*DESCRIPTION OF THE TASK*:
Reproduce word for word the line that contains "Query string: bare dirt ground" and every line after it to the end of the records, with nothing else added.

*** Opening SUPPLIED RECORDS ***

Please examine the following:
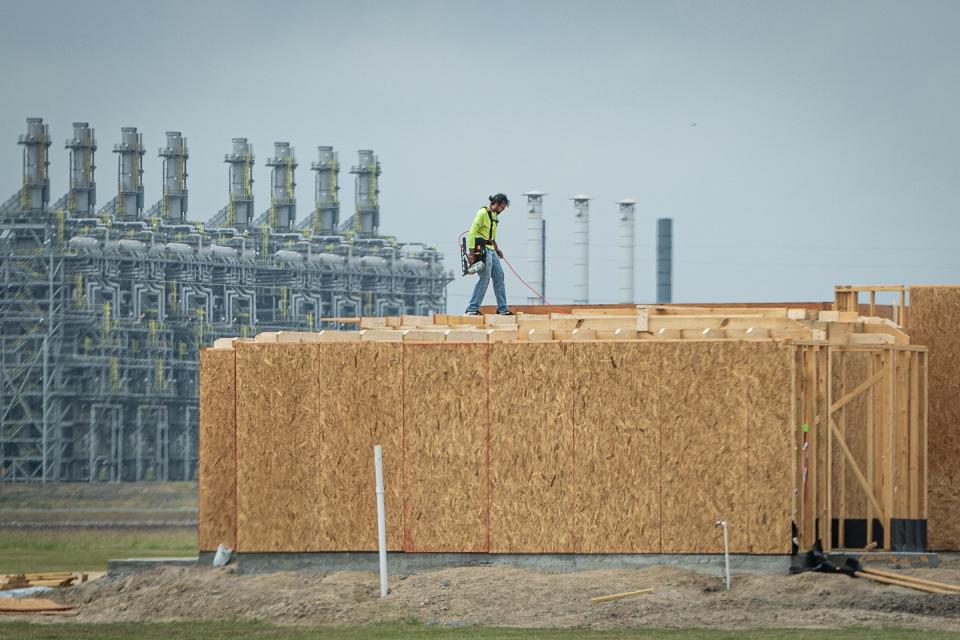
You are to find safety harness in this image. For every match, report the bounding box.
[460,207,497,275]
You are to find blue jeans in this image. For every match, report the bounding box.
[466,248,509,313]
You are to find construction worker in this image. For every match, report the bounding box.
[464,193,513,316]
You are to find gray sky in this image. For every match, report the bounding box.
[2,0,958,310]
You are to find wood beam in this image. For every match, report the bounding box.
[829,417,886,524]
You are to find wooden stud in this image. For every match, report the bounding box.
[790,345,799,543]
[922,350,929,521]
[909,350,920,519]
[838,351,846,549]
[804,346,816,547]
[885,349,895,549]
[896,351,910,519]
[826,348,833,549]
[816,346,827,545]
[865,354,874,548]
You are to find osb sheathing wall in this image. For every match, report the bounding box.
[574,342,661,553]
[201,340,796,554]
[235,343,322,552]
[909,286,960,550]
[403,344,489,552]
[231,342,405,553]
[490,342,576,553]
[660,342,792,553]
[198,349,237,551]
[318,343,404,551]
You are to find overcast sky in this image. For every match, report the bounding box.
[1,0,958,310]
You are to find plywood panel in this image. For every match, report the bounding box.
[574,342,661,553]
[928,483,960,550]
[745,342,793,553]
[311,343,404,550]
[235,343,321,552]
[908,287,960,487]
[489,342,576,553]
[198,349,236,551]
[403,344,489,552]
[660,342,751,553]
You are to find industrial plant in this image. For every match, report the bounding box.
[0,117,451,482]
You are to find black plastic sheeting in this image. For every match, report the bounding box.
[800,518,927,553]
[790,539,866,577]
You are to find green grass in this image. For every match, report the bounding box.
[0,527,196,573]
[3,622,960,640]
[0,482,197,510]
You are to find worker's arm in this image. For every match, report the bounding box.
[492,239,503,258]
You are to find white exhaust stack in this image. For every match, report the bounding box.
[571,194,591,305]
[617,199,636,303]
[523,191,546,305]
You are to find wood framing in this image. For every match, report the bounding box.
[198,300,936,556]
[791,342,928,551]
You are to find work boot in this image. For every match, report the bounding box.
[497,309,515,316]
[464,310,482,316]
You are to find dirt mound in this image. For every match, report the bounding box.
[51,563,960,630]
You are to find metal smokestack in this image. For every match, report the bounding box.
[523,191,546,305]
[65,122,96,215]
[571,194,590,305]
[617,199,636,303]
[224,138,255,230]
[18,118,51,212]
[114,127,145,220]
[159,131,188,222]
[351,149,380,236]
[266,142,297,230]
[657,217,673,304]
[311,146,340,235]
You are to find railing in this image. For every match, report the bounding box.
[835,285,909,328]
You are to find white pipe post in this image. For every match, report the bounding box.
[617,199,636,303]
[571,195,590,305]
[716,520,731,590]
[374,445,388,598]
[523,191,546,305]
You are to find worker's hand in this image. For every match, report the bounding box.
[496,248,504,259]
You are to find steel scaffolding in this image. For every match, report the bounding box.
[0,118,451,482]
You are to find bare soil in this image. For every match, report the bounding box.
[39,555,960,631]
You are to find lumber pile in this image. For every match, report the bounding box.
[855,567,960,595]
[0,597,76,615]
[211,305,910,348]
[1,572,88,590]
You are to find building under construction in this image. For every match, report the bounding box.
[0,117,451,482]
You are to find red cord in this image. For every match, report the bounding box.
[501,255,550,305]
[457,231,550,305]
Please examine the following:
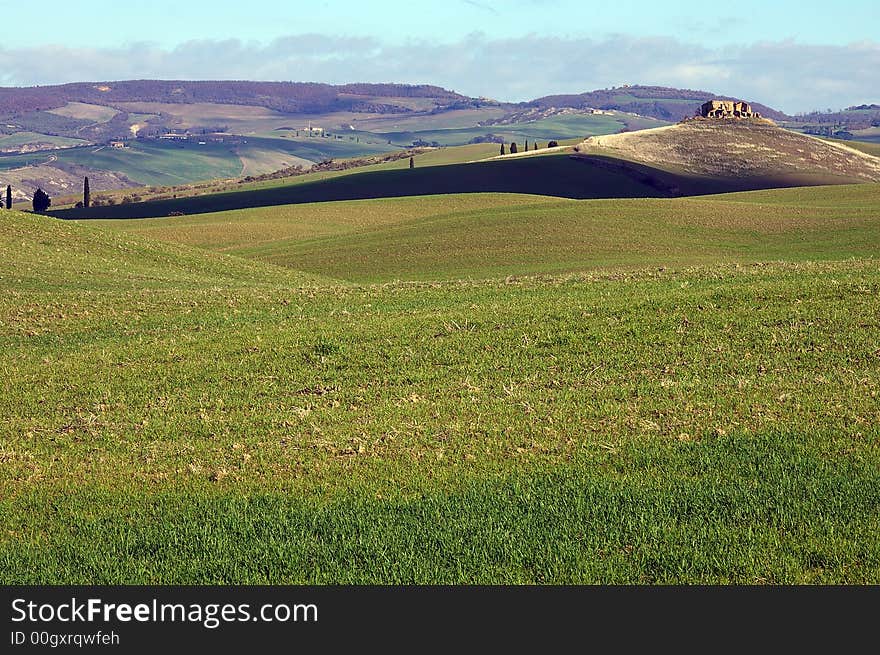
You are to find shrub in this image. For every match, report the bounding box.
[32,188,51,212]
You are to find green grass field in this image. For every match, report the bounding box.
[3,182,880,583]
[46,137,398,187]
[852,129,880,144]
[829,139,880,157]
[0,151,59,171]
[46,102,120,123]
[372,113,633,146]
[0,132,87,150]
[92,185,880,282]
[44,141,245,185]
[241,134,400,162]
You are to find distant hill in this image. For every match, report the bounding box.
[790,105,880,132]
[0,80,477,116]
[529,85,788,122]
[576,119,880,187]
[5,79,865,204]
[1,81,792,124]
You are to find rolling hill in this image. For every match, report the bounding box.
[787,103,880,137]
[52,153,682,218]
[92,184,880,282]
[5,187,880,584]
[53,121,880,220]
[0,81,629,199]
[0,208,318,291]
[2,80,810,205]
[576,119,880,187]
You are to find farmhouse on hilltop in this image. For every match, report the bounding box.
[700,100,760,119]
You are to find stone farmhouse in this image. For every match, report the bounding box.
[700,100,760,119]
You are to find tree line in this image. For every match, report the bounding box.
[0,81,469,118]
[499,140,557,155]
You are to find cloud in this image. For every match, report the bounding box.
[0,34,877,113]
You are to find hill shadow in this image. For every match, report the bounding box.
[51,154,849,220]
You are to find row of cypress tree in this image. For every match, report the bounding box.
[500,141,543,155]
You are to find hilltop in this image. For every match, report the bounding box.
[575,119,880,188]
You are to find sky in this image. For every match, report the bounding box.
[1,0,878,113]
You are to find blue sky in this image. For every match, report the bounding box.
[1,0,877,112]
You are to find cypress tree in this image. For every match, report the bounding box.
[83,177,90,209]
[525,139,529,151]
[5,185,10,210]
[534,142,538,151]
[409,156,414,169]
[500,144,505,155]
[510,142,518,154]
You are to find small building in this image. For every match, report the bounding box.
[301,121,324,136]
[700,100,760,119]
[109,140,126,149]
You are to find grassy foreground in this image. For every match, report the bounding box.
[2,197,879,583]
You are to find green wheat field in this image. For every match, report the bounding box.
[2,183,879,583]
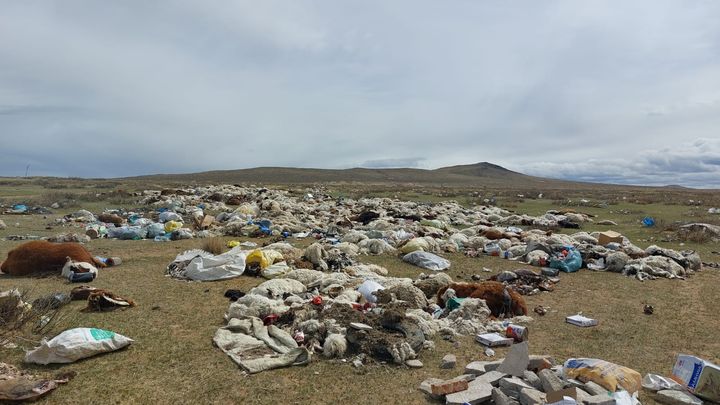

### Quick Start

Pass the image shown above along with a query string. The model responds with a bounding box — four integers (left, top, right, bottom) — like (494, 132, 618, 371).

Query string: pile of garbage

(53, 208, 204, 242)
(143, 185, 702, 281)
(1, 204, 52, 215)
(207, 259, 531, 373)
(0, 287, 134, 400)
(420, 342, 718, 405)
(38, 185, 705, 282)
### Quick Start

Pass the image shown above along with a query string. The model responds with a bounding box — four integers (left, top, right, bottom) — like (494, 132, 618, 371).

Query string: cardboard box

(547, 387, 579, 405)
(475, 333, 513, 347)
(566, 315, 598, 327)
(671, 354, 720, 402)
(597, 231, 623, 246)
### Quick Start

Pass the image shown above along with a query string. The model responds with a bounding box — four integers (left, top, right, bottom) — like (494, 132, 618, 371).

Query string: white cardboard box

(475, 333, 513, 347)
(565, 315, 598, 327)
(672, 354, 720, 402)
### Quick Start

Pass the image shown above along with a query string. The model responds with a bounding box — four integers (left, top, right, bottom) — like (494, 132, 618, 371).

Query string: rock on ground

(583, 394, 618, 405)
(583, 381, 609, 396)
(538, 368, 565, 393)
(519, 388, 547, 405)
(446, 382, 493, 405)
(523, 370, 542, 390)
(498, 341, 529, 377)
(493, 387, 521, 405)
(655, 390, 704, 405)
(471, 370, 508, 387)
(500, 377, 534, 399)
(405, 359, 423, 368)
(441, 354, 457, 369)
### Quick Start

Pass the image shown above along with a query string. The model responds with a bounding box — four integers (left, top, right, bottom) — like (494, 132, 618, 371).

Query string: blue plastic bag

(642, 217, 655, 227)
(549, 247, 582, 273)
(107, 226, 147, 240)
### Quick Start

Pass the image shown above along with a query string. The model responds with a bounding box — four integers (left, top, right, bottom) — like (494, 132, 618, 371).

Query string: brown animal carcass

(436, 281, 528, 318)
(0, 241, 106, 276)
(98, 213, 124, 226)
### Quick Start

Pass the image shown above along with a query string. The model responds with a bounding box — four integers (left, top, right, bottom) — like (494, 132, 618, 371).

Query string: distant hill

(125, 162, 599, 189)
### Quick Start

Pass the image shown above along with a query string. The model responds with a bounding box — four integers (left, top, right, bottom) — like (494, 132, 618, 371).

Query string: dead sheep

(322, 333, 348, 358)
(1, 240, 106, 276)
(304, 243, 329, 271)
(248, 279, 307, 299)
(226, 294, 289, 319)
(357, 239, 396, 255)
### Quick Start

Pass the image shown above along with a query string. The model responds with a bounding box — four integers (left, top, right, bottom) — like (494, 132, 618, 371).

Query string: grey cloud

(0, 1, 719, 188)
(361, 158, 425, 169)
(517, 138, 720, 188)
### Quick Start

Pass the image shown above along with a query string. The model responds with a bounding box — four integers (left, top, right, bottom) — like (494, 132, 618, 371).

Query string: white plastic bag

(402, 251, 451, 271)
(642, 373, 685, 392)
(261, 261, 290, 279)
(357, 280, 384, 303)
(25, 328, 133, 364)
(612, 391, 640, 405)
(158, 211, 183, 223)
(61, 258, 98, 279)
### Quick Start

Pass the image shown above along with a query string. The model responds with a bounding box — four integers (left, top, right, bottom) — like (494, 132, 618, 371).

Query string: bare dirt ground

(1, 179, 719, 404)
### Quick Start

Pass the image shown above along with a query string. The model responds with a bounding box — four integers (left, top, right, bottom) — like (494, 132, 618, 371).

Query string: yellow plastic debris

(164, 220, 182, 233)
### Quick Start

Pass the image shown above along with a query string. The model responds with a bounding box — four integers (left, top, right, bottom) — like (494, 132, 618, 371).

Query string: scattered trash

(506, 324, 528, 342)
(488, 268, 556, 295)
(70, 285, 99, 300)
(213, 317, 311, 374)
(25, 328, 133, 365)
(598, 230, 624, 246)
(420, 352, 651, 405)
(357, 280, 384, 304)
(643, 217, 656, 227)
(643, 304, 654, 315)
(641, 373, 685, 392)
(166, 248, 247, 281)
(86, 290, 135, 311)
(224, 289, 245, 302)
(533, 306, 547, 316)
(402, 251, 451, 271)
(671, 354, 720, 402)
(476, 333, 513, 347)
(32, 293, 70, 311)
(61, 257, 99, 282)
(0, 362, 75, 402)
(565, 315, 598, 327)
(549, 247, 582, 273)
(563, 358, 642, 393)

*** Closing SUPPLIED RECORDS ***

*EXERCISE RESULT*:
Query string: bare dirt ground

(1, 179, 719, 404)
### Quick Start

Pass the image shown above along with a query string. The model responds with a bounding box — four integers (left, top, right, bottom) — like (494, 132, 618, 371).

Query string: yellow plastic debris

(164, 220, 182, 233)
### Quick Start

Pass the image shown above along with a query string. The model responds with a bounding box — four integers (left, top, right, bottom) — like (494, 132, 618, 371).

Query string: scattered trash

(506, 324, 528, 342)
(488, 268, 556, 295)
(70, 285, 99, 300)
(213, 317, 311, 374)
(25, 328, 133, 365)
(598, 230, 624, 246)
(420, 352, 651, 405)
(357, 280, 384, 304)
(643, 217, 656, 227)
(643, 304, 654, 315)
(641, 373, 685, 392)
(166, 248, 247, 281)
(86, 290, 135, 311)
(224, 289, 245, 302)
(533, 306, 547, 316)
(402, 251, 451, 271)
(671, 354, 720, 402)
(476, 333, 513, 347)
(32, 293, 70, 311)
(61, 257, 99, 282)
(0, 362, 75, 402)
(565, 315, 598, 327)
(549, 247, 582, 273)
(563, 358, 642, 393)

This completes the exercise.